### Task data
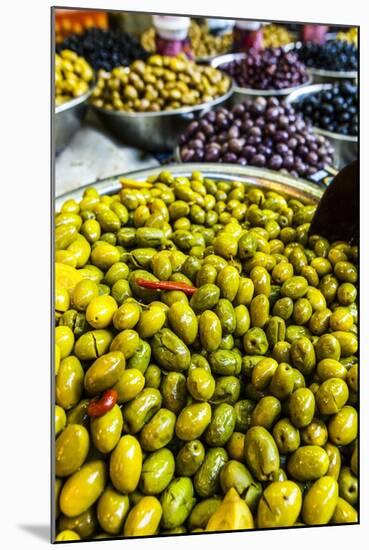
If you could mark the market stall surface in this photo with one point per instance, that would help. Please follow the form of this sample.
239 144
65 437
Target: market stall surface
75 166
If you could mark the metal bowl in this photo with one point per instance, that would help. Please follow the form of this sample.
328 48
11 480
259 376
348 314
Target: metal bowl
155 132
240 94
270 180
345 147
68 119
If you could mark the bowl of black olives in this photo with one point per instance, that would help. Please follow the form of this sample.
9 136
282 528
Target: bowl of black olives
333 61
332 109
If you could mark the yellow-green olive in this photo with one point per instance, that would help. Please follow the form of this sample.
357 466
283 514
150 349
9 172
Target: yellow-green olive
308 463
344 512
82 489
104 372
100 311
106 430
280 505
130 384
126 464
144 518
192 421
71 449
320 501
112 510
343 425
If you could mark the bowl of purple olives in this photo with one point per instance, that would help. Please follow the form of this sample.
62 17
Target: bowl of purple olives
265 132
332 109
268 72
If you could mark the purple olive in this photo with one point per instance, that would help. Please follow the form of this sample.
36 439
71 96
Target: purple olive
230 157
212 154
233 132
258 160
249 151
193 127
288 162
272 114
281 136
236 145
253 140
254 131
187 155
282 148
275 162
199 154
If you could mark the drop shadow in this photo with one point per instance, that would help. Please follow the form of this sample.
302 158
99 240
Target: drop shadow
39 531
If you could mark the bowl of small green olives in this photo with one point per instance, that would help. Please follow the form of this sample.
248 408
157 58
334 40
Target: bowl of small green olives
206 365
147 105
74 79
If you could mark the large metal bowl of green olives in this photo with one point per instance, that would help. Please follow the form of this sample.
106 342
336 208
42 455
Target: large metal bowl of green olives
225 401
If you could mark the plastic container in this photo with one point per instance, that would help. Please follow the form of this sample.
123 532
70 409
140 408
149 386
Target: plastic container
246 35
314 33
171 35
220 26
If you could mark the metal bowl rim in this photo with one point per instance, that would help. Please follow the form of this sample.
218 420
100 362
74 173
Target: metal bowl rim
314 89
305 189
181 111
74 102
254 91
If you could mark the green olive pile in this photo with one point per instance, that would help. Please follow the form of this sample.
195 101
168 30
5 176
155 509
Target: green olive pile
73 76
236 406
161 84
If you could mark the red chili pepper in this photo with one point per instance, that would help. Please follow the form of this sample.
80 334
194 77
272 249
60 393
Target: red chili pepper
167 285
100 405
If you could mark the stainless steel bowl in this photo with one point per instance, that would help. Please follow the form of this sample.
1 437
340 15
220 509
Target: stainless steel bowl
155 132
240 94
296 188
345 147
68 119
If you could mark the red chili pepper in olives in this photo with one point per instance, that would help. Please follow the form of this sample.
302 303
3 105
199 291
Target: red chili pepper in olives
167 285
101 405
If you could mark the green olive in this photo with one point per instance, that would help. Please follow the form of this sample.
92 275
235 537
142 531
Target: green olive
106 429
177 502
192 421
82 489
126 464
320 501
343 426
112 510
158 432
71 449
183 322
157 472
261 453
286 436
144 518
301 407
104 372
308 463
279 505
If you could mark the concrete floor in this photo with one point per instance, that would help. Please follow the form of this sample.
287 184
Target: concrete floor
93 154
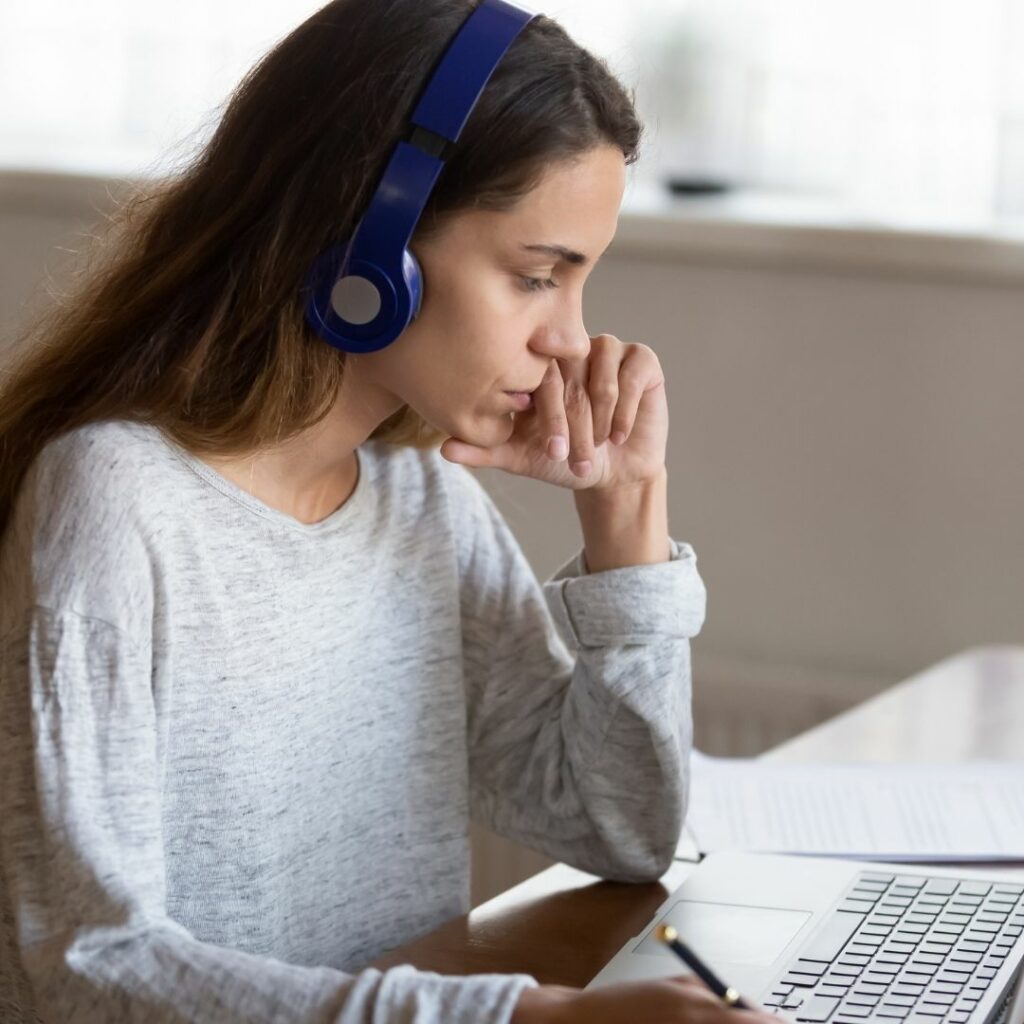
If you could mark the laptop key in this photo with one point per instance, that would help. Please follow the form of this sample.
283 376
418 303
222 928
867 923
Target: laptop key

### Prompt
Retype all records exactly as shown above, images excluded.

### Output of the exercise
If you could mark the market stall surface in this photo with one point per instance, that would help. Please follow the form of this sample.
239 144
65 437
Target: market stall surface
75 166
If you could mark the metal bowl in this photo with one point per instance, that would help. Please follow the form of this sample.
328 48
11 480
259 376
348 314
Target: metal bowl
155 132
240 94
270 180
345 147
68 119
If you could mark the bowl of black olives in this photo with one point per instance, that would help. Please follow the form of this sample.
9 136
282 528
Target: bowl of black olives
333 61
332 109
If you could mark the yellow-green olive in this photo with one point per instance, that would help. Please follow the form of this sample.
357 466
283 514
150 349
9 172
Target: yellow-green olive
308 463
344 512
82 489
104 372
100 311
106 430
280 505
130 384
126 464
144 518
192 421
71 449
320 501
112 510
343 425
If you could mark the bowl of purple olives in this photo with one point per instance, that would help. Please follow the form of this sample.
62 17
Target: bowl of purple olives
265 132
332 109
268 72
If you could mark the purple olive in this photo with one point per instance, that would help. Please follow the form of this sample.
36 439
71 96
Target: purple olive
230 157
212 154
233 132
258 160
249 151
193 127
288 162
272 114
281 136
236 145
253 140
254 131
187 155
282 148
275 162
199 154
If you could mark the drop shadow in this photo with one point per instance, that would help. Please follow the form of this sample.
302 158
99 240
Target: drop shadow
39 531
If you could mark the bowl of small green olives in this photo with one point per instance, that would help. Please follow the form of this sample.
248 408
157 58
334 40
Target: bowl of small green olives
206 365
147 105
74 79
If you could mark the large metal bowl of green olives in this photo with one point per instance, that would help. Please follow the form of this sample.
106 342
336 208
42 455
Target: large metal bowl of green olives
225 401
If you could mark the plastic container in this photo with one point per instance, that would help. Please follow the form of this sample.
123 532
70 409
140 408
149 386
Target: plastic container
246 35
314 33
171 35
220 26
If you could mark the metal bowl rim in this photo with one point per instance, that would help. Please follow the form of this sample.
218 420
100 362
74 173
Target: metal bowl rim
314 89
305 189
181 111
74 102
254 91
If you could mark the green olive pile in this photo with one point per instance, that would help. Please follow the form of this sample.
195 101
168 30
5 176
155 509
Target: green olive pile
73 76
236 406
161 84
If you could mark the red chili pepper in this photo with one point per instance, that would help. Please follow the form of this sample.
80 334
194 77
272 249
60 393
Target: red chili pepper
167 285
100 405
If you could mark the stainless steel bowl in this photo with one point per instance, that would help. Please follow the form of this sample.
1 437
340 15
220 509
Target: stainless steel bowl
155 132
240 94
296 188
345 147
68 119
If you could mark the red chili pepper in olives in this photo with one point per instance, that would help. Please follow the form of this sample.
302 303
3 105
199 291
Target: red chili pepper in olives
167 285
101 405
If you could mark the green olive in this photo with one point per instance, that would help. Please follow the form of this sample.
92 275
235 537
142 531
Target: green olive
106 429
177 502
192 421
82 489
126 464
320 501
343 426
112 510
158 432
71 449
183 322
157 472
261 453
286 436
144 518
301 407
104 372
308 463
279 505
If you could mark the concrete floor in this photo with one point per instance, that would help. Please follow the form of this sample.
287 184
Target: concrete floor
93 154
If you could mark the laptop key in this photo with one point per instance, that would help. Please follow the form of this sample.
283 376
418 303
222 928
867 923
Target: laptop key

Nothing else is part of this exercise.